(Your assignment):
Check each line of the data, and copy those where "query" appears.
-*-*-
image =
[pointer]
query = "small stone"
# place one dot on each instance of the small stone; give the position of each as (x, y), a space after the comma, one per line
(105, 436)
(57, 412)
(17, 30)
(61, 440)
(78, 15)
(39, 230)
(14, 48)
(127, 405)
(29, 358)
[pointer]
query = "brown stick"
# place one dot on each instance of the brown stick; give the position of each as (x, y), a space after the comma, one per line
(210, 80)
-*-*-
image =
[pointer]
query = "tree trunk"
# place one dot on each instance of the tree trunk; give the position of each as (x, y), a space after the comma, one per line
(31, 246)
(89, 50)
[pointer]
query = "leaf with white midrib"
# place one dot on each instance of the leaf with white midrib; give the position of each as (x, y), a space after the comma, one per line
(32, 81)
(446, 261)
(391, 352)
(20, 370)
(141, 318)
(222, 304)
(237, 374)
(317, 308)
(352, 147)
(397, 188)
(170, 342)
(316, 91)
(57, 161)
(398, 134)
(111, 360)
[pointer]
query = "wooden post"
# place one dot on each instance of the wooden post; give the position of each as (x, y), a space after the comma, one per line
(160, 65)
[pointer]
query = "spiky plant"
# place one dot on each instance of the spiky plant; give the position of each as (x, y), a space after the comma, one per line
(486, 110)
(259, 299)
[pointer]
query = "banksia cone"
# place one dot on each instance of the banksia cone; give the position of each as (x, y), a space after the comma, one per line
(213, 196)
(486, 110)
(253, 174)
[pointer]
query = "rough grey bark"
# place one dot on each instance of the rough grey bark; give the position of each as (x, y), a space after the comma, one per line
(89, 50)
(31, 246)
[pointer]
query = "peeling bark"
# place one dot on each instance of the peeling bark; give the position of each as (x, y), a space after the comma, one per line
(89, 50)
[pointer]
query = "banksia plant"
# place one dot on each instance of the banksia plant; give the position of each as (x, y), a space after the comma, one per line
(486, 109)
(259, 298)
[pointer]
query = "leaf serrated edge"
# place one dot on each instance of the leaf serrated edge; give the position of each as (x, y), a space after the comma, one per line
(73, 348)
-*-*-
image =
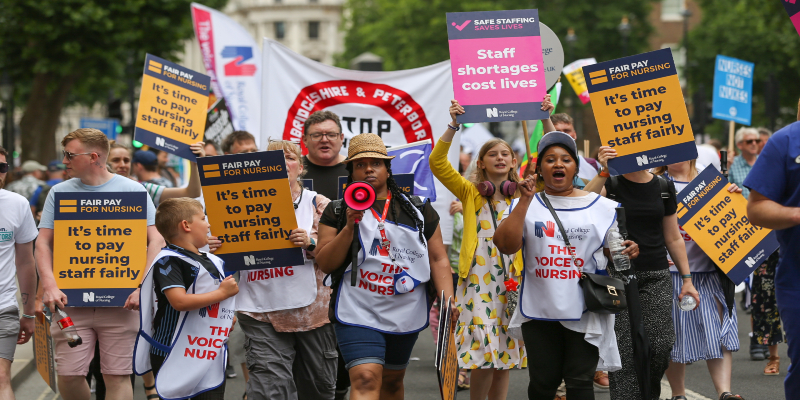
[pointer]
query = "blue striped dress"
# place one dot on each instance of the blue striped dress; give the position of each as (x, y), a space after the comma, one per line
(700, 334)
-*-*-
(Problem solution):
query = "small stone"
query = "brown stick"
query = "tree trunk"
query = "leaf with white midrib"
query = "wooden post"
query = "spiky plant"
query = "banksia cone"
query = "rough grey bark"
query = "peeling bark"
query = "banksia plant"
query = "leaf serrated edge"
query = "blue striped dress"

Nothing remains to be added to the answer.